**Exercise materials**
==*==
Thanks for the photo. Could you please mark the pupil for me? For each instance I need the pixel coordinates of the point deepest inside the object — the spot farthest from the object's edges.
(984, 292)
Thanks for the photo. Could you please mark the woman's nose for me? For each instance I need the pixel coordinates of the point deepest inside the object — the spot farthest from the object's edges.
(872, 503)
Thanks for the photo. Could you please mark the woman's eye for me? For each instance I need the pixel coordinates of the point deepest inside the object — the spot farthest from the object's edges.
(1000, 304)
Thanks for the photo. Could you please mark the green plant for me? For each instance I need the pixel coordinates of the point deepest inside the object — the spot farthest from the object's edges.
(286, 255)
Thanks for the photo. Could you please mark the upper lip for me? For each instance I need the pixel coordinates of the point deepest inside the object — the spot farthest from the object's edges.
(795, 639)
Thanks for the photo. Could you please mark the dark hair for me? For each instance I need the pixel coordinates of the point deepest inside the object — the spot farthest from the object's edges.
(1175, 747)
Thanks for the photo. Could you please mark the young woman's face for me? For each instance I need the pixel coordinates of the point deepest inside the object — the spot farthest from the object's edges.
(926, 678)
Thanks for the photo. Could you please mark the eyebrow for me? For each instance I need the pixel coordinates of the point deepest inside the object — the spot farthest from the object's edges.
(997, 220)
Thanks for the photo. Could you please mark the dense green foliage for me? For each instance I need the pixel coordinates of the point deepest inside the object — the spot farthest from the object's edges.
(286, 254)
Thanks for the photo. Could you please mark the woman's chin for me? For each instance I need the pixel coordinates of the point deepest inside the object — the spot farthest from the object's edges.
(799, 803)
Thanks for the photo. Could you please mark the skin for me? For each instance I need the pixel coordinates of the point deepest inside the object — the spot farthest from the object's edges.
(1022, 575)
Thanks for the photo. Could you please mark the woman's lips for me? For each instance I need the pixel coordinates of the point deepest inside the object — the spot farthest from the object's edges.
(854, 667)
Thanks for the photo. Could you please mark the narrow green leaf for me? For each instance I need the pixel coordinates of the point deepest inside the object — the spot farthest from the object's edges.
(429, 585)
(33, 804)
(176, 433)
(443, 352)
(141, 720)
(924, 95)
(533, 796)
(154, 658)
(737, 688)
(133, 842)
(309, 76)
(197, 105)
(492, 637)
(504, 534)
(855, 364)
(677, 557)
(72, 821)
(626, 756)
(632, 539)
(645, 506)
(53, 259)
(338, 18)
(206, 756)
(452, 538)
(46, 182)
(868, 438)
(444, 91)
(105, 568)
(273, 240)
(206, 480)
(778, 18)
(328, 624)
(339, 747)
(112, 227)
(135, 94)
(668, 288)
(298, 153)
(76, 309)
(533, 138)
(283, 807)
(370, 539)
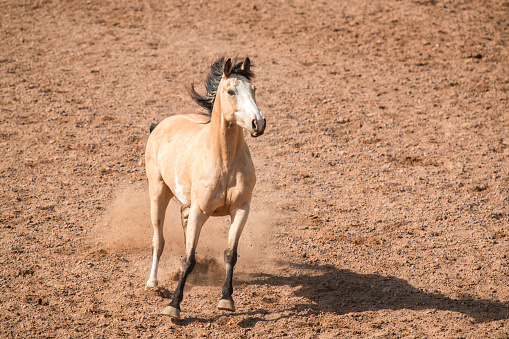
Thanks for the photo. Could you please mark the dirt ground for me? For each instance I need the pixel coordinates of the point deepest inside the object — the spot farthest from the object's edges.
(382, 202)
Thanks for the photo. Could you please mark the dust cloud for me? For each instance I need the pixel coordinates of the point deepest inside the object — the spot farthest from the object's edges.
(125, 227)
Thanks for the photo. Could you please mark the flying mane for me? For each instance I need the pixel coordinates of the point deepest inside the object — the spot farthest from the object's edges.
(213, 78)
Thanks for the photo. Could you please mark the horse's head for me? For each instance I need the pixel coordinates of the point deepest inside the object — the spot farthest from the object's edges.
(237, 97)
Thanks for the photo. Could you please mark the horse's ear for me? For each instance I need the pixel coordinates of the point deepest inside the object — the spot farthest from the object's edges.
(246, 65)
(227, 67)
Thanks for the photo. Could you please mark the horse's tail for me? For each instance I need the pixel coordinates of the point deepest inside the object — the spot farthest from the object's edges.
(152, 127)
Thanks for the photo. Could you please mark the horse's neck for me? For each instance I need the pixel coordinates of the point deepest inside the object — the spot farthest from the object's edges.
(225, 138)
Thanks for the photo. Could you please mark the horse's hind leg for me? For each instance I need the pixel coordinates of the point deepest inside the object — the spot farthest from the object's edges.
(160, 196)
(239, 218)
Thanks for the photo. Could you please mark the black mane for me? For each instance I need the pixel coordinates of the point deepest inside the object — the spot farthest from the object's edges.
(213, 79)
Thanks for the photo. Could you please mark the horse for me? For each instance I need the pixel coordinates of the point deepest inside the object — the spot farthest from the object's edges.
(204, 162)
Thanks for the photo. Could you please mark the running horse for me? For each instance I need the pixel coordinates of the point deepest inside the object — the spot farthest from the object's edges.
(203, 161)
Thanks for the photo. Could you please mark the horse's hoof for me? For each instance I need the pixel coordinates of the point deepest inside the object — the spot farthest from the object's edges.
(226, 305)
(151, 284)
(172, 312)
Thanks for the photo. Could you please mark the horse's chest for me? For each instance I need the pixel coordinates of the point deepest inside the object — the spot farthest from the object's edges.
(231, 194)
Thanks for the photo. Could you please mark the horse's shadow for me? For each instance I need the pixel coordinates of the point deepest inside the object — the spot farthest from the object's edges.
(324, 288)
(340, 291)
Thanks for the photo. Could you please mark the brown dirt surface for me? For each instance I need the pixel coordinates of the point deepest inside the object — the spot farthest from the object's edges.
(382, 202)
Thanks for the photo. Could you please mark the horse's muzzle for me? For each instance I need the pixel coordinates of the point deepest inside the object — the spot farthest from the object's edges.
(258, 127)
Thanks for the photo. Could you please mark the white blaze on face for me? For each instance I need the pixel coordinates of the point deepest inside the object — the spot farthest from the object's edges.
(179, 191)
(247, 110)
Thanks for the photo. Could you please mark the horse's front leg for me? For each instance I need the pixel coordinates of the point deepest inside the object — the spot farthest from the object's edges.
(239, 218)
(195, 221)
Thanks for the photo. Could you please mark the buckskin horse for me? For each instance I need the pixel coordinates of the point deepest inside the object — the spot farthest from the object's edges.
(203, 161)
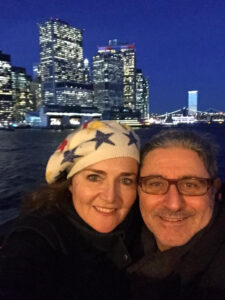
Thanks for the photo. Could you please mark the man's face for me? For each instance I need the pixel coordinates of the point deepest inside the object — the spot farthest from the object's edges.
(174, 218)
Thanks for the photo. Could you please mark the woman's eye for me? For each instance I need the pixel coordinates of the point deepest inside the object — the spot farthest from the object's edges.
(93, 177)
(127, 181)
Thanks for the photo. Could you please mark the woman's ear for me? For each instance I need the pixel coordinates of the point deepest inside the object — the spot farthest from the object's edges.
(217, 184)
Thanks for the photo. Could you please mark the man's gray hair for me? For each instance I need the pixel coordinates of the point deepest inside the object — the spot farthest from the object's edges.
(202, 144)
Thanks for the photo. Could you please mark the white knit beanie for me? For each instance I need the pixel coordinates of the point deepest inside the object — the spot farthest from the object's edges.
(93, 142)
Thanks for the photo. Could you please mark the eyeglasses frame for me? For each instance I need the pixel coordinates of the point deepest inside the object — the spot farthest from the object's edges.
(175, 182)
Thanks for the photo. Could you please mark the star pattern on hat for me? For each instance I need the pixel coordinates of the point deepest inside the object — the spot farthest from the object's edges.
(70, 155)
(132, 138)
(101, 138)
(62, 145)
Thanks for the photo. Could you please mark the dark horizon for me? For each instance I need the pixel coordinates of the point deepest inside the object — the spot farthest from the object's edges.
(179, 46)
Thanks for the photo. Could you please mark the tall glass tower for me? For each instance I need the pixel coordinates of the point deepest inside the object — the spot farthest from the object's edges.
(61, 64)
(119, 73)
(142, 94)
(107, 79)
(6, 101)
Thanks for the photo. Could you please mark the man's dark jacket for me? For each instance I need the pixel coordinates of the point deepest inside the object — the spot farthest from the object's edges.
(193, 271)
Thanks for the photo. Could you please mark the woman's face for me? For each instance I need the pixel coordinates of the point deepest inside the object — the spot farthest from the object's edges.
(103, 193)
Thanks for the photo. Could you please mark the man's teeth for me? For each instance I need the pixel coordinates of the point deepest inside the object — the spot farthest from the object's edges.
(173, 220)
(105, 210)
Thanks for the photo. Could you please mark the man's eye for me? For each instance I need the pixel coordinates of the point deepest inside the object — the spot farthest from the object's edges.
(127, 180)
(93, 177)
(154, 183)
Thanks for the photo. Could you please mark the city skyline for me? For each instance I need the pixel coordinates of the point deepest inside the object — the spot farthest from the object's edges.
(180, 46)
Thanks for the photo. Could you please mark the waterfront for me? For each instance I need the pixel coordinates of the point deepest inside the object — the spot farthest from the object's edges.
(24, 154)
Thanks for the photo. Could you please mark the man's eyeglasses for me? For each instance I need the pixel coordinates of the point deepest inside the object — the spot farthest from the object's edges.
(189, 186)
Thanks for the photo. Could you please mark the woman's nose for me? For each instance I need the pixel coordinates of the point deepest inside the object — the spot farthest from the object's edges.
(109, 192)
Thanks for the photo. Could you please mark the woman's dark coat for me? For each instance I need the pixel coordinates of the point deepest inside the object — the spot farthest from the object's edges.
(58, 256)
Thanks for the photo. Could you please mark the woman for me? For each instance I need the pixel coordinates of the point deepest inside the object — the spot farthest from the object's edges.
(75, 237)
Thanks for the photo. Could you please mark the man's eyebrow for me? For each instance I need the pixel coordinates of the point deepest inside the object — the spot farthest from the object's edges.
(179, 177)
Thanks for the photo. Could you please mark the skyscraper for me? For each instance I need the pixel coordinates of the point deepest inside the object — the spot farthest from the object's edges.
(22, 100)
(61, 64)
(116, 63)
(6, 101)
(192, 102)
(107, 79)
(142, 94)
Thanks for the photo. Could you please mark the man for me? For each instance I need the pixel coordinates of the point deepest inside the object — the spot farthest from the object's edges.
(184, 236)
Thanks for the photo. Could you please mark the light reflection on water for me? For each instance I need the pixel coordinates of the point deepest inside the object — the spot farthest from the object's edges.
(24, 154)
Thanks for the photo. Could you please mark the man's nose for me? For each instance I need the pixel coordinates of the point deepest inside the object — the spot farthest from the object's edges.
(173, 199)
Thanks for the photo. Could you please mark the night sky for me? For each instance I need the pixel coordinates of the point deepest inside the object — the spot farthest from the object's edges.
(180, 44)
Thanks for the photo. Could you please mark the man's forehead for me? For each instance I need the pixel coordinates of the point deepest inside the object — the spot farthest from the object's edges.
==*==
**What this task involves**
In the entries above, find the line containing "Thanks for the photo. Could you please mark the light". Set down that line and every line after it through the last one, exactly and alone.

**Result below**
Thanks for the photo. Could you please mark the light reflection on water for me? For each instance I need the pixel coordinates of the point deepest inside the object — the spot farthest from the object's edges.
(24, 154)
Thanks for the photo. Could you please mark the man's nose for me? For each instance I need the pixel coordinates of the point deepest inside the object — the spot farthest from the object's edges.
(173, 199)
Thanks for the photo. Could you please mark the night sky for me? For each instance I need the pixel coordinates of the point deepest inside the object — the spot farthest from the object's edges.
(180, 44)
Thanks for the photo. Could you please mark the man's forehead for me? For each instance I need the pixel coordinates of the point deepest inside the object — the spot farthest from the object's edges.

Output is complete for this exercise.